Task details> Keep only those lines of the records that include the string "cabinet".

Records provided>
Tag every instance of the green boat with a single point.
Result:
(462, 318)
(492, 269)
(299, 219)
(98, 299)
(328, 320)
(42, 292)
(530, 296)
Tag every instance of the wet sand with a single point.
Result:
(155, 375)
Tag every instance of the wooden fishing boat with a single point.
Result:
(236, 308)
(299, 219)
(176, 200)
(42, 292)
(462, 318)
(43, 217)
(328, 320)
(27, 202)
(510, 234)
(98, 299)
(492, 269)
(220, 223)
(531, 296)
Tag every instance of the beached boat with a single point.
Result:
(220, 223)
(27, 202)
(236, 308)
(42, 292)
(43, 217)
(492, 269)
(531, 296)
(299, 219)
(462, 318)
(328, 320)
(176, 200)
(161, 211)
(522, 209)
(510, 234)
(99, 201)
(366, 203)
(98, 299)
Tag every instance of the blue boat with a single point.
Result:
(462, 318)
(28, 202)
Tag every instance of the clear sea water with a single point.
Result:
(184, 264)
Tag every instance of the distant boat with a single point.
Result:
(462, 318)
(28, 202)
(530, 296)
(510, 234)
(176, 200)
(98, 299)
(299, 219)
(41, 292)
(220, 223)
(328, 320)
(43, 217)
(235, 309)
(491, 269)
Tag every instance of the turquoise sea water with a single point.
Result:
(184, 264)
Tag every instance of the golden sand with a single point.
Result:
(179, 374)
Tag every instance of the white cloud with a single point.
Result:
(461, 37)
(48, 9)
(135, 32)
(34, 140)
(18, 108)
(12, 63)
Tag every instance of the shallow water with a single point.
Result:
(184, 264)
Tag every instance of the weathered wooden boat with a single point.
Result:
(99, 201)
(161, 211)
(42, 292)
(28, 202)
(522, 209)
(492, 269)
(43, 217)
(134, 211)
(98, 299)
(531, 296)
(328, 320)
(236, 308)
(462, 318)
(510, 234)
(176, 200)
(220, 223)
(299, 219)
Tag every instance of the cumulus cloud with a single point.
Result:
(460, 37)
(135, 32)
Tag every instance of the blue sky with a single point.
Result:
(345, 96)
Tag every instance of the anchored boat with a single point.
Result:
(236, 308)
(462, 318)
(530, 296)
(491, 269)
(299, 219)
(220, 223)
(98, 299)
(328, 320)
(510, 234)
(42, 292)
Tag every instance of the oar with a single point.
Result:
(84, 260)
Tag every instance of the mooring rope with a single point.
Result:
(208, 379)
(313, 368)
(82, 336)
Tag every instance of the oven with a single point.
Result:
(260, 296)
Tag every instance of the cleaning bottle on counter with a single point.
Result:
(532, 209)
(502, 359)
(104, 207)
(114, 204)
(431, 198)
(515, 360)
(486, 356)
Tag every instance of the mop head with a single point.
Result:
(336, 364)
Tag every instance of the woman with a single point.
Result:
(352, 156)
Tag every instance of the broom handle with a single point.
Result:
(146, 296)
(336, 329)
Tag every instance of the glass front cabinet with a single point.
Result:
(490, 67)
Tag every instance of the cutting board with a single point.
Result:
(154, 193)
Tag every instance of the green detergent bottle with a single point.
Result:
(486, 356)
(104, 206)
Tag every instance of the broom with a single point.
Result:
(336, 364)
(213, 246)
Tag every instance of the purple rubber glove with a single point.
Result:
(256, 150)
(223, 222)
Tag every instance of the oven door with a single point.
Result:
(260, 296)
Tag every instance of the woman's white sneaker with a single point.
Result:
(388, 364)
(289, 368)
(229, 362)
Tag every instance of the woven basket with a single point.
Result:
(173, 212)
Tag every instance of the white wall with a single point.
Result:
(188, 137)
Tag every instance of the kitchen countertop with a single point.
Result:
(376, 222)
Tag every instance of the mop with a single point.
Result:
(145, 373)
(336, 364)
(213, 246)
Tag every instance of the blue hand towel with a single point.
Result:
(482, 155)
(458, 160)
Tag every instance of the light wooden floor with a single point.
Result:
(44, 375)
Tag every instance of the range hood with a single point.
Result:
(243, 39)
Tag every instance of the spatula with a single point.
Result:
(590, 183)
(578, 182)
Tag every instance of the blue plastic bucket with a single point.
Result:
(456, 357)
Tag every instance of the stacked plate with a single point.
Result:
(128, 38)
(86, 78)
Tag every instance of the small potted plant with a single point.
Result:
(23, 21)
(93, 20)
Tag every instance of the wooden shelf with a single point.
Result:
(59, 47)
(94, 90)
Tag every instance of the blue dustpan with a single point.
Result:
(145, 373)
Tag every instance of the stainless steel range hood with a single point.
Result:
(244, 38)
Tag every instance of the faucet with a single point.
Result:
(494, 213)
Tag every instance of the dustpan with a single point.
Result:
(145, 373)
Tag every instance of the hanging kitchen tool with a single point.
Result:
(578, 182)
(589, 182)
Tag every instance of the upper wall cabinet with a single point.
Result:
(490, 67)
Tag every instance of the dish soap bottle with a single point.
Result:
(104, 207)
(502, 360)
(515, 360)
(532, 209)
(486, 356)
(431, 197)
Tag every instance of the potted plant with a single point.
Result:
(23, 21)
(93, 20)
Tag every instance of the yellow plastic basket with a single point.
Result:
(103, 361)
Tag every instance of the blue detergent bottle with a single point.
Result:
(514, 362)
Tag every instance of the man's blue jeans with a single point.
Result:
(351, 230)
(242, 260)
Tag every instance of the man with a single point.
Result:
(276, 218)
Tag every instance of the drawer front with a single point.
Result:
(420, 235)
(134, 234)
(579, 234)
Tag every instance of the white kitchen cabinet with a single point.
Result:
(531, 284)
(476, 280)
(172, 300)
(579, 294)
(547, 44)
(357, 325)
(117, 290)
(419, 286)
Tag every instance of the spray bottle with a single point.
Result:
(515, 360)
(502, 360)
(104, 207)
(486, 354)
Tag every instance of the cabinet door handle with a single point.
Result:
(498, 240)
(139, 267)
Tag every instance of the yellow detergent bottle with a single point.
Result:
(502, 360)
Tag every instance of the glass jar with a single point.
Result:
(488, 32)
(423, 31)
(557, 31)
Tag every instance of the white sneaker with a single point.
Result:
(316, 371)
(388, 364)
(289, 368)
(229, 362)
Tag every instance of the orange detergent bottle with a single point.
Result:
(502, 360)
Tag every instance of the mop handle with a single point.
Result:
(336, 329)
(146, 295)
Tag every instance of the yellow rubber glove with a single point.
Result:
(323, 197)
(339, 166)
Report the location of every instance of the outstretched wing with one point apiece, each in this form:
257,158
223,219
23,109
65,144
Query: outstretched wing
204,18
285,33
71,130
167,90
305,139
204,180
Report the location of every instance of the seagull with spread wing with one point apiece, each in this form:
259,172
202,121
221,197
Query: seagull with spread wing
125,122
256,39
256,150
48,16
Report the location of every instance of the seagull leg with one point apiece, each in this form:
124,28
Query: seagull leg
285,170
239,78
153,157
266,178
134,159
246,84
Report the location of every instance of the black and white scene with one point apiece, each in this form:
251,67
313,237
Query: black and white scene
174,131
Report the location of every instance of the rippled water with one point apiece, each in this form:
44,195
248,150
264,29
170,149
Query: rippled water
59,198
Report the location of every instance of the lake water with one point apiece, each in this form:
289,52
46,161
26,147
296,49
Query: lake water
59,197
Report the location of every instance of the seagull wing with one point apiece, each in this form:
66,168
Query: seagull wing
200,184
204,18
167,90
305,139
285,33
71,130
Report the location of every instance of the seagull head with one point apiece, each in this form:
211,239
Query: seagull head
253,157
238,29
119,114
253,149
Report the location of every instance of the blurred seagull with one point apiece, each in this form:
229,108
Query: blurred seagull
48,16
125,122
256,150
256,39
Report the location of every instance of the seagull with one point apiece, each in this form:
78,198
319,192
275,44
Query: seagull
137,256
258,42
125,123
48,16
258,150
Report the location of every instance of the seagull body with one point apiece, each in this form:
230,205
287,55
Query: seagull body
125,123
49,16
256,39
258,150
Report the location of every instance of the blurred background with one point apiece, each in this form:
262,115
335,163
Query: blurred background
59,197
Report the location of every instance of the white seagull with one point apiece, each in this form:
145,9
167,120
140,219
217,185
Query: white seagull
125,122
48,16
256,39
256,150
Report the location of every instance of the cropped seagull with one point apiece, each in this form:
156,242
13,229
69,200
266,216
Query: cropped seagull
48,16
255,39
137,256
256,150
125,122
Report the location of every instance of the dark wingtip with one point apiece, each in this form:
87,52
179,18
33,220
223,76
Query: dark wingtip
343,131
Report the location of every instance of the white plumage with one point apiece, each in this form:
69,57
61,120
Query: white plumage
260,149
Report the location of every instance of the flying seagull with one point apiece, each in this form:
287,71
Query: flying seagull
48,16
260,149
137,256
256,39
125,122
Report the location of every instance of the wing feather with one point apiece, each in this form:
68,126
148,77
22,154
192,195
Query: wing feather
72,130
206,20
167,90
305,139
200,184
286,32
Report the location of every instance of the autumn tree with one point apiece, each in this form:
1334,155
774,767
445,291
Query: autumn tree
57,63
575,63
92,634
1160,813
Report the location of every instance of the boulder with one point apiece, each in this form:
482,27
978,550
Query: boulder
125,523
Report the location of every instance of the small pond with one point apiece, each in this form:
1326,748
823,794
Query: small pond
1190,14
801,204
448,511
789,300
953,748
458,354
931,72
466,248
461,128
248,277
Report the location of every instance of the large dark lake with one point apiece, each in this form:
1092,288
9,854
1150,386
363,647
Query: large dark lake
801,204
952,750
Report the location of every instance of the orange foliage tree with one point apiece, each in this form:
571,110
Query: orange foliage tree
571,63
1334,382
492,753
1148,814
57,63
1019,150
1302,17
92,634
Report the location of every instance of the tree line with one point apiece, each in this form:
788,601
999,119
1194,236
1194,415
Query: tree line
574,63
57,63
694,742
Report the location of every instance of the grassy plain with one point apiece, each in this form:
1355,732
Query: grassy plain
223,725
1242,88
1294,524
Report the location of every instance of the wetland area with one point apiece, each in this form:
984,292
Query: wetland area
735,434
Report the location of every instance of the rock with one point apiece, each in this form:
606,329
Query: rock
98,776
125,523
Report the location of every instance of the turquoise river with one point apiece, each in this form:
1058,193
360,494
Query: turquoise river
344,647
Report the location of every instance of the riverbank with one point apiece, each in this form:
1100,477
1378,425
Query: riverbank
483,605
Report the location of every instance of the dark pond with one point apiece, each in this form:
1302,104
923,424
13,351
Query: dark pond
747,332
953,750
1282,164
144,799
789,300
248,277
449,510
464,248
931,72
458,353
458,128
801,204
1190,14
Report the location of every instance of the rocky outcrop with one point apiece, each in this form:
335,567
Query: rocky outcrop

Your response>
Tag every instance of the glass front cabinet with a single point.
Tag every instance of the upper wall cabinet with a single point.
Tag every instance of the white kitchen cabinet with a single point.
Tag every instance of the cabinet door handle with a single point.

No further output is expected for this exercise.